Action item: Reproduce the complete set of records exactly. No picture is to appear in the copy.

Dataset records:
▼

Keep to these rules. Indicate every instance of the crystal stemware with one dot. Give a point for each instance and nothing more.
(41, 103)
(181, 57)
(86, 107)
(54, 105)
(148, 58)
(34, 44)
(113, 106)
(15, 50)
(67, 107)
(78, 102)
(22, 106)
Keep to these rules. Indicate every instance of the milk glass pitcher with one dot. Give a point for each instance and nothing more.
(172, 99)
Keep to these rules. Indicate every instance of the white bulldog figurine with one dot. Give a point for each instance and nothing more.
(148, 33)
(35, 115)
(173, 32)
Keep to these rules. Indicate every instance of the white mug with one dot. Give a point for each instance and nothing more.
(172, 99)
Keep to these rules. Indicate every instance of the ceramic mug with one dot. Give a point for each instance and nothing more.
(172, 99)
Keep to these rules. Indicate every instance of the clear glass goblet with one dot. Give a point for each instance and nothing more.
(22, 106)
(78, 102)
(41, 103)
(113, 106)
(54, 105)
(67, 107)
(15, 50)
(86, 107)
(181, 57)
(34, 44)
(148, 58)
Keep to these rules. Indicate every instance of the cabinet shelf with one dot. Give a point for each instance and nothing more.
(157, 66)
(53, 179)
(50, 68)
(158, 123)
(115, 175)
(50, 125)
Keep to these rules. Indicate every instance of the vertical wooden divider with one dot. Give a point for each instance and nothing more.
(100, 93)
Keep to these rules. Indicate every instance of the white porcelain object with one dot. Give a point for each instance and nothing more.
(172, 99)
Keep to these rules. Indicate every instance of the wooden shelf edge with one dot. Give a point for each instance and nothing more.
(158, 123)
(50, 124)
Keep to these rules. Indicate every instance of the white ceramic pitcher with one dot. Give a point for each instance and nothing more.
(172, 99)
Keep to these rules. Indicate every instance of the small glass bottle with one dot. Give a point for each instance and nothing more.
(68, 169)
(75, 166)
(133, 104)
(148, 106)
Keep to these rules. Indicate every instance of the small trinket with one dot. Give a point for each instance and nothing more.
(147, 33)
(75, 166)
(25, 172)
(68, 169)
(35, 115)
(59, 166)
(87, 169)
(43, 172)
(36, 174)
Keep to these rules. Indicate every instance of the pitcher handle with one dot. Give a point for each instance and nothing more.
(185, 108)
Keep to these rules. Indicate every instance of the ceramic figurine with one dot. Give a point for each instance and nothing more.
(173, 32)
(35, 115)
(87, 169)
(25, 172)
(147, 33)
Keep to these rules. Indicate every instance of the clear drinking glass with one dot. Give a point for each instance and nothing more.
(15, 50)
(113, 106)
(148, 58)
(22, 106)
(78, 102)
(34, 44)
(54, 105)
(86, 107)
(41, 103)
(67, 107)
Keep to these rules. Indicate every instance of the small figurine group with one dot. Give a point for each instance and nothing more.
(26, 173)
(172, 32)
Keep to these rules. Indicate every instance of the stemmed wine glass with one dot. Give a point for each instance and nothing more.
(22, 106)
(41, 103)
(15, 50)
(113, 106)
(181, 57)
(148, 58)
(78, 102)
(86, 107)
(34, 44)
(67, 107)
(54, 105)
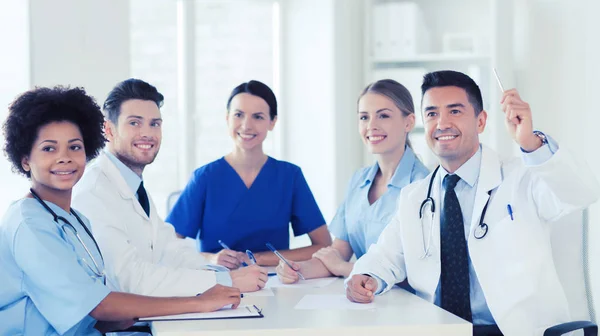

▲

Solution to this exercise:
Keep to these rules. Indicate every instance of the crystal stemware with one dot. Give a point for each instance and nothing more.
(41, 103)
(181, 57)
(86, 107)
(54, 105)
(148, 58)
(34, 44)
(113, 106)
(15, 50)
(67, 107)
(78, 102)
(22, 106)
Keep to these rules. Indicate every instance of the milk glass pitcher with one dot. Give a point for each instance and nothing more.
(172, 99)
Keep to these rules. Indicate every instance of the white bulldog figurine with one dot. Give a point for each instance and nothing more.
(148, 33)
(35, 115)
(173, 32)
Keep to these rules. Indicate every instance of the white mug with one dot. Give a point for each instance and nothing more.
(172, 99)
Keep to these rules. Indicate every instance of the ceramic mug with one dot. Give a point for each instance and nothing more.
(172, 99)
Keep to these rules. Indicate every instance of the clear glass goblet with one dot. Give a point for each instance and nothing more.
(22, 106)
(78, 102)
(41, 103)
(113, 106)
(54, 105)
(67, 107)
(15, 50)
(86, 107)
(181, 57)
(34, 44)
(148, 58)
Keep to these rules. Indicate every instance of the cabinet shelf with one dot. Give a point for each instance and nothing more.
(157, 66)
(53, 179)
(50, 68)
(158, 123)
(115, 175)
(50, 125)
Keep to these rules. Indicate every instance of the vertical wooden divider with one dot. Give a point for each instance and nothing more.
(100, 93)
Keep to these rules. Indicate every instance of the white porcelain object with one dot. Give a point for each instance and nothing more.
(172, 99)
Keep to these rules. Indicate every instance of the wooden shelf edge with one dot. Give a point for each instance and nothing more.
(158, 123)
(50, 124)
Keep to these rules. Indicate every instance of the white ceramic pitcher with one dot. Give a point for each instance and nothing more.
(172, 99)
Keep to these rules. Indicate every instance of the small glass bottle with one dot. Give a point for each instance and nothing more.
(68, 169)
(75, 166)
(133, 104)
(148, 106)
Keep to these rules. Indicate every instance of the small trinket with one dot. Give a point for each instance and nothing more.
(147, 33)
(75, 166)
(25, 172)
(68, 169)
(35, 115)
(59, 166)
(87, 169)
(43, 172)
(36, 174)
Keep to these rules. Indicate every instance of the pitcher handle with one dot. Give a point for each instance and nothing more.
(185, 108)
Keep to these rules. Indicate every instance of the ceramic figurine with one dot. Give a point for each instance and nothing more.
(173, 32)
(35, 115)
(87, 169)
(25, 172)
(147, 33)
Keep to these rules. Indicate every instance of the clear drinking glass with one dot. Give a point for each instance and nothing more.
(15, 50)
(113, 106)
(148, 58)
(22, 106)
(78, 102)
(34, 44)
(54, 105)
(86, 107)
(41, 103)
(67, 107)
Keep to these rules. Indicate every instance of the small figurine group with one dot. Give a point for each instance and nothing more.
(26, 173)
(172, 32)
Keep to these rules. Indicate every instance of the stemmed wine glass with one dot. Give a point for each instance and nothing more.
(22, 106)
(41, 103)
(15, 50)
(113, 106)
(181, 57)
(148, 58)
(78, 102)
(86, 107)
(34, 44)
(67, 107)
(54, 105)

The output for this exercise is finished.